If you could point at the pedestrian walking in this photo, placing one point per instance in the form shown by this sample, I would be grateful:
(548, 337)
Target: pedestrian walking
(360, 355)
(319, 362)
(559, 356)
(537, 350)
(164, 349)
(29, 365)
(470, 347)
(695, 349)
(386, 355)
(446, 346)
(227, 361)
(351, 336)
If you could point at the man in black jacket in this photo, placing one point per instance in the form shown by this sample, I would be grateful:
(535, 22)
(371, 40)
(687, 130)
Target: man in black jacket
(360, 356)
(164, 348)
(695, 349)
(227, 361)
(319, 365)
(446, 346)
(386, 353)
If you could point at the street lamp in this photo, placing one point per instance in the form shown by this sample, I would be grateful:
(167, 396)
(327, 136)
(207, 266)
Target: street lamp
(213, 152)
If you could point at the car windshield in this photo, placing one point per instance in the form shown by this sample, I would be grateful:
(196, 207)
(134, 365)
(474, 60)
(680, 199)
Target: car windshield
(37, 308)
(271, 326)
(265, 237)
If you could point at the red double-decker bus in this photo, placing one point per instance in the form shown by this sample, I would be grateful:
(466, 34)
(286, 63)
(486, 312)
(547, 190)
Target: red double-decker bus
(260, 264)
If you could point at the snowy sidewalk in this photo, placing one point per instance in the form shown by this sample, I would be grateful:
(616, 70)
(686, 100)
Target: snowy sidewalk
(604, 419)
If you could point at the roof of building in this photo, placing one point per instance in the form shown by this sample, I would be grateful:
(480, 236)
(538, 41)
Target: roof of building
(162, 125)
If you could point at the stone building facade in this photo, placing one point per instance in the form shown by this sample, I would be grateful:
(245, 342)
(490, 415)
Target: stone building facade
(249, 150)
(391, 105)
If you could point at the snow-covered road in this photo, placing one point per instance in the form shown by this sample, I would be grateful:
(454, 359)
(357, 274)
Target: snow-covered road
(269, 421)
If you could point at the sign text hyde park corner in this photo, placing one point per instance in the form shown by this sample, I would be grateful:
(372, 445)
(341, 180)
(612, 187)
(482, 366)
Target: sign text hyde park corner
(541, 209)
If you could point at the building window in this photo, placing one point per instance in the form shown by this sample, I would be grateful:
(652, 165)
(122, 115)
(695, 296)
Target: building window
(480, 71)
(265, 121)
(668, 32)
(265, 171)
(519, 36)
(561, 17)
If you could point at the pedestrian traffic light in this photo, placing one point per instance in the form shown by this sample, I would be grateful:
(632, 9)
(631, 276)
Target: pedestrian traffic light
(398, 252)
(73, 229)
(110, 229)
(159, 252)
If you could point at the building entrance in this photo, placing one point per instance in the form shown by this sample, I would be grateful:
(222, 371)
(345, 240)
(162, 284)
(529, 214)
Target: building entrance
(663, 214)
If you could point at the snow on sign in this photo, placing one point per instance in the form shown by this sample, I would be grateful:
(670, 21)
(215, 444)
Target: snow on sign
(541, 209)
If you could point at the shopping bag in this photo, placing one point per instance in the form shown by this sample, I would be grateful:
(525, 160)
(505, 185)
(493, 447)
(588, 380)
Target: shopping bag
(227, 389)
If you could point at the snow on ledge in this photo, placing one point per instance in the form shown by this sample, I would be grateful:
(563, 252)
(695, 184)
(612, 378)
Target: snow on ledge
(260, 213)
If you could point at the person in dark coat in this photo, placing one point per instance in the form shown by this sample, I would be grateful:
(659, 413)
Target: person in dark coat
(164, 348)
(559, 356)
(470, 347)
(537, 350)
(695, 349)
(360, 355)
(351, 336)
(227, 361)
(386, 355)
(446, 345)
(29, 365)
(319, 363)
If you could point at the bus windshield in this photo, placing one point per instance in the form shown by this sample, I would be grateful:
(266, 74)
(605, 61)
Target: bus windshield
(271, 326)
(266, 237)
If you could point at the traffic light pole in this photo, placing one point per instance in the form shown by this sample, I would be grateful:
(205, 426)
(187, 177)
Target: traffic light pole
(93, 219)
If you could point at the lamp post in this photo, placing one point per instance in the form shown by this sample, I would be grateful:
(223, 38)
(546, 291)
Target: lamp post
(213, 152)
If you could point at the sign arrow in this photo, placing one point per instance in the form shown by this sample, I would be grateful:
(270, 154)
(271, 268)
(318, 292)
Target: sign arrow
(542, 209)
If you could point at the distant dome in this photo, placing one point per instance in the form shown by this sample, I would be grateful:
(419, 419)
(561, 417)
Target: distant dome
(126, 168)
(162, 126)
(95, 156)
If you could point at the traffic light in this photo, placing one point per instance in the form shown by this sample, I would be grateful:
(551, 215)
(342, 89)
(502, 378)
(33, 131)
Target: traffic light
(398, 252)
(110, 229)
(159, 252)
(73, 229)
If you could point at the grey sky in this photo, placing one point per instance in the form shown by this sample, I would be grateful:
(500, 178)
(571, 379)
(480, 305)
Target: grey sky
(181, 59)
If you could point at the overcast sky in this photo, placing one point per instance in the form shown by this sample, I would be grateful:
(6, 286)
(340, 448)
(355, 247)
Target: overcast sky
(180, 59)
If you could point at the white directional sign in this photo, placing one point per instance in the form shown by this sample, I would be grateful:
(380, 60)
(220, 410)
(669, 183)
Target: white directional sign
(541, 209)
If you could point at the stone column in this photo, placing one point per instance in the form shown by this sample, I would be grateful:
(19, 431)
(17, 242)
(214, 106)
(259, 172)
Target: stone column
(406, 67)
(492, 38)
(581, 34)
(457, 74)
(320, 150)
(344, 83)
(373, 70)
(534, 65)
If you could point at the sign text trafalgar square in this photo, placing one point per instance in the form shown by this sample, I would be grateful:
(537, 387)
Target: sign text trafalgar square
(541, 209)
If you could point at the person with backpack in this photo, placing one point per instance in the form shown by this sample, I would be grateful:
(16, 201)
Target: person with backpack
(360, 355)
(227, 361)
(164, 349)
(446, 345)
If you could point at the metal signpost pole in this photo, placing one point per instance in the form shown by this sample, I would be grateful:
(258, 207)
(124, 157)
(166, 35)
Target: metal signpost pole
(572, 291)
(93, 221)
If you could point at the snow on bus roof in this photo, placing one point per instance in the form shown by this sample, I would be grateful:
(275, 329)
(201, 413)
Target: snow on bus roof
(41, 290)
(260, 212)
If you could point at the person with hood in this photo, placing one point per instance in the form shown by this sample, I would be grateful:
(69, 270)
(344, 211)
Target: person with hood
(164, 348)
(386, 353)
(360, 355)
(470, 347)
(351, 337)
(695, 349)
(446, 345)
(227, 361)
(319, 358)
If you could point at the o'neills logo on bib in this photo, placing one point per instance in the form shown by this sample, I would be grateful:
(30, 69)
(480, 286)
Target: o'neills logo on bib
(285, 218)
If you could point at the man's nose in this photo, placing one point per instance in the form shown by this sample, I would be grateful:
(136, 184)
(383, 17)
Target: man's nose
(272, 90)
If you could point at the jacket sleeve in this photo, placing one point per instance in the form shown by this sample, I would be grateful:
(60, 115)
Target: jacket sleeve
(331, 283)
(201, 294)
____
◆ **Exercise aim**
All the records, from the first line to the last: repeat them exactly.

◆ **Solution to this task**
If you could point at the pedestrian walking in this photo, placing one point per instance in the form shown by this sample, I would be grateful:
(548, 337)
Target: pedestrian walking
(360, 355)
(319, 362)
(559, 356)
(537, 350)
(164, 349)
(29, 365)
(470, 347)
(695, 349)
(386, 355)
(446, 346)
(227, 361)
(351, 336)
If you could point at the man in black jacket in this photo, placing one point per instance in the form shown by this sample, I would be grateful:
(535, 22)
(371, 40)
(687, 130)
Target: man in black jacket
(360, 356)
(164, 348)
(695, 349)
(227, 361)
(319, 365)
(446, 346)
(386, 353)
If you could point at the street lamp in this photo, placing one point per instance in the form shown by this sample, I would be grateful:
(167, 396)
(327, 136)
(207, 266)
Target: street lamp
(213, 152)
If you could point at the car windshield in this photo, placing one point per instance in the form shown by this sample, I would be grateful:
(196, 207)
(134, 365)
(474, 60)
(680, 199)
Target: car windshield
(37, 308)
(271, 326)
(265, 237)
If you could point at the red double-decker bus in this photo, placing one point per instance in the form shown by this sample, I would be grateful:
(466, 34)
(286, 63)
(486, 312)
(547, 190)
Target: red double-decker bus
(260, 264)
If you could point at the snowy sidewalk in this photo, placing one point per instance in the form shown by this sample, I would be grateful:
(616, 70)
(686, 100)
Target: snowy sidewalk
(604, 419)
If you could point at the roof of building in this photo, placing one point per instance in the form shown by this sample, I would be grateful:
(480, 236)
(538, 41)
Target: roof of building
(162, 125)
If you could point at the stone building facade in this photo, placing one point per instance in the form shown by this sample, I would be grateful:
(245, 342)
(490, 415)
Target: stone building facade
(249, 150)
(391, 105)
If you could point at the snow-covered road in this photo, placing one point per instance in the form shown by this sample, I would be grateful:
(454, 359)
(357, 274)
Target: snow-covered road
(269, 421)
If you could point at the sign text hyde park corner in this photo, placing one point per instance in the form shown by this sample, I would be grateful:
(372, 445)
(341, 180)
(612, 187)
(482, 366)
Target: sign text hyde park corner
(541, 209)
If you could point at the building window in this photo, placing one point per instance in the form shown by this sample, I would be grateful:
(652, 165)
(122, 115)
(695, 296)
Target: building window
(480, 71)
(265, 121)
(668, 32)
(265, 171)
(519, 36)
(561, 17)
If you could point at the pedestrian traffic light in this photo, placing one point per instance in the form shown by this sample, I would be grateful:
(632, 9)
(631, 276)
Target: pedestrian traffic light
(398, 252)
(73, 229)
(110, 229)
(159, 252)
If you could point at the building entrance in this photo, placing one point per instance in the form shown by this sample, I would be grateful:
(222, 371)
(345, 240)
(162, 284)
(529, 214)
Target: building entrance
(663, 214)
If you could point at the snow on sign in this photo, placing one point per instance in the form shown by this sample, I would be grateful:
(670, 21)
(215, 444)
Target: snow on sign
(541, 209)
If you could point at the shopping bag in this photo, placing one point per instance in the form shown by this sample, I would be grateful:
(525, 160)
(505, 185)
(493, 447)
(588, 380)
Target: shopping bag
(227, 389)
If you could point at the snow on ledge in this photo, placing one point per instance in the form shown by this sample, I would be grateful:
(563, 252)
(695, 184)
(612, 378)
Target: snow on ledge
(260, 213)
If you could point at the person in dark coat in this photo, placing one point per instance in the form shown by this sample, I would be grateful:
(659, 413)
Target: person in dark coat
(164, 348)
(559, 356)
(470, 347)
(537, 350)
(695, 349)
(360, 355)
(351, 336)
(227, 361)
(386, 355)
(446, 345)
(29, 365)
(319, 363)
If you could point at the bus windshield in this photo, placing one point per instance in the form shown by this sample, I would be grateful:
(266, 74)
(605, 61)
Target: bus windshield
(271, 326)
(266, 237)
If you could point at the traffic light pole in this photo, placing one point per instance in the form shown by this sample, I would be grateful:
(205, 426)
(187, 177)
Target: traffic light pole
(93, 219)
If you could point at the lamp post in this photo, placing one point per instance in the form shown by this sample, I would be grateful:
(223, 38)
(546, 291)
Target: lamp post
(213, 152)
If you could point at the sign arrow in this photo, placing one point per instance in the form shown by this sample, I would be grateful:
(270, 154)
(271, 268)
(318, 292)
Target: sign arrow
(542, 209)
If you could point at the distant dome in this photo, placing one point per instance in the form shown by this sample, I would be grateful:
(419, 419)
(561, 417)
Target: distant dome
(126, 168)
(162, 126)
(95, 156)
If you could point at the traffic light in this photo, placing one point per instance in the form shown by this sample, I would be grateful:
(551, 215)
(342, 89)
(502, 378)
(33, 131)
Target: traffic light
(398, 252)
(110, 229)
(159, 252)
(73, 229)
If you could point at the grey sky in this photo, placing one point per instance in the form shown by this sample, I would be grateful:
(500, 178)
(571, 379)
(480, 305)
Target: grey sky
(181, 59)
If you could point at the overcast sky in this photo, placing one point per instance in the form shown by this sample, I would be grateful:
(6, 286)
(340, 448)
(355, 247)
Target: overcast sky
(180, 59)
If you could point at the white directional sign in this photo, placing one point per instance in the form shown by this sample, I would be grateful:
(380, 60)
(220, 410)
(669, 183)
Target: white directional sign
(541, 209)
If you could point at the stone column in this photo, placing one point per instance in the form shown by this sample, I would be grateful:
(19, 431)
(17, 242)
(214, 106)
(259, 172)
Target: stone column
(406, 67)
(492, 38)
(581, 34)
(457, 74)
(320, 150)
(344, 83)
(373, 70)
(534, 65)
If you could point at the sign text trafalgar square in this photo, placing one point per instance in the form shown by this sample, I would be grateful:
(537, 387)
Target: sign text trafalgar square
(541, 209)
If you could point at the person with backpack in this photo, placing one point per instance in the form shown by this sample, I would be grateful:
(16, 201)
Target: person with backpack
(360, 355)
(227, 361)
(164, 349)
(446, 345)
If you could point at the metal signpost pole in this photo, placing one point per instance in the form shown by this sample, I would be grateful:
(258, 207)
(124, 157)
(166, 35)
Target: metal signpost pole
(572, 291)
(93, 221)
If you could point at the snow on bus roof in this photo, placing one point per instance in the form shown by this sample, I would be grateful:
(275, 329)
(201, 413)
Target: snow on bus roof
(41, 290)
(260, 212)
If you could point at the person with hood in this photo, placing one point per instance in the form shown by this sample, I would be grateful:
(69, 270)
(344, 211)
Target: person with hood
(164, 348)
(386, 353)
(360, 355)
(470, 347)
(351, 337)
(695, 349)
(446, 345)
(227, 361)
(319, 358)
If you could point at the o'neills logo on bib in this photo, placing one point per instance in the form shown by this sample, I would be grateful:
(30, 69)
(480, 286)
Target: o'neills logo on bib
(285, 218)
If you could point at the man's nose in this photo, placing one point per instance in the form shown by this sample, I would be grateful:
(136, 184)
(383, 17)
Target: man's nose
(272, 90)
If you could point at the jacket sleeve in this photo, placing one point per instance in the form shown by this sample, I would be grateful:
(60, 115)
Target: jacket sleeve
(331, 283)
(201, 294)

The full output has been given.